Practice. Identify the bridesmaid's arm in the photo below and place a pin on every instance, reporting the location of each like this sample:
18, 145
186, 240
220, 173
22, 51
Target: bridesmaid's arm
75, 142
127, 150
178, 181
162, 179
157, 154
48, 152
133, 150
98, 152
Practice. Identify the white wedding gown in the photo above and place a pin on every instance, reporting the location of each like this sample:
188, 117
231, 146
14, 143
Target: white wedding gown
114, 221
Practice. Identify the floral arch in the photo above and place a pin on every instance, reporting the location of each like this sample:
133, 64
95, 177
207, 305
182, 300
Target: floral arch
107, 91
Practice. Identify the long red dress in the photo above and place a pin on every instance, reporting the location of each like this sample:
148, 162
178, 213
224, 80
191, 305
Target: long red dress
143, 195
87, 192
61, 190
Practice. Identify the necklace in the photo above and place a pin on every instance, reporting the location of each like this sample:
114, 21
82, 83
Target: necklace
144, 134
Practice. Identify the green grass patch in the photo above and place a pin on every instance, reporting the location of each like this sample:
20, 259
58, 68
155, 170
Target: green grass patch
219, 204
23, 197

THE REQUEST: Copy all of the material above, line for line and without any changes.

SOLUTION:
Practice. Identify the bridesmaid's arm in the photo below and place a pin on every instance, reporting the location of each like this sample:
18, 145
186, 240
220, 173
22, 51
Target: bridesmaid's arm
75, 142
127, 150
178, 181
162, 179
157, 154
48, 152
133, 150
98, 152
Practice. Identify the white wedding gown in the photo above and place a pin on every instance, reporting the location of each like this sample:
188, 117
231, 146
14, 143
Target: white wedding gown
114, 221
Practice. Identify the floral arch in the photo above and place a pin on every instance, reporting the location of each like this sample:
133, 64
95, 177
207, 305
182, 300
Target: floral arch
107, 91
Practice. Identify the long red dress in the photo above and place a pin on every instance, reporting the location of each like this sample:
148, 162
178, 213
224, 80
191, 305
Target: long red dress
143, 195
87, 192
61, 190
Practice. Identify the necklace in the photo above and place a pin on every instance, reporting the location of each like this sample:
114, 21
82, 83
Target: necklace
144, 134
Practice. Identify the green grass patch in the photo above and place a pin on every instance, reporting the location of each like this sample:
20, 259
58, 68
155, 170
Target: green grass patch
219, 204
23, 197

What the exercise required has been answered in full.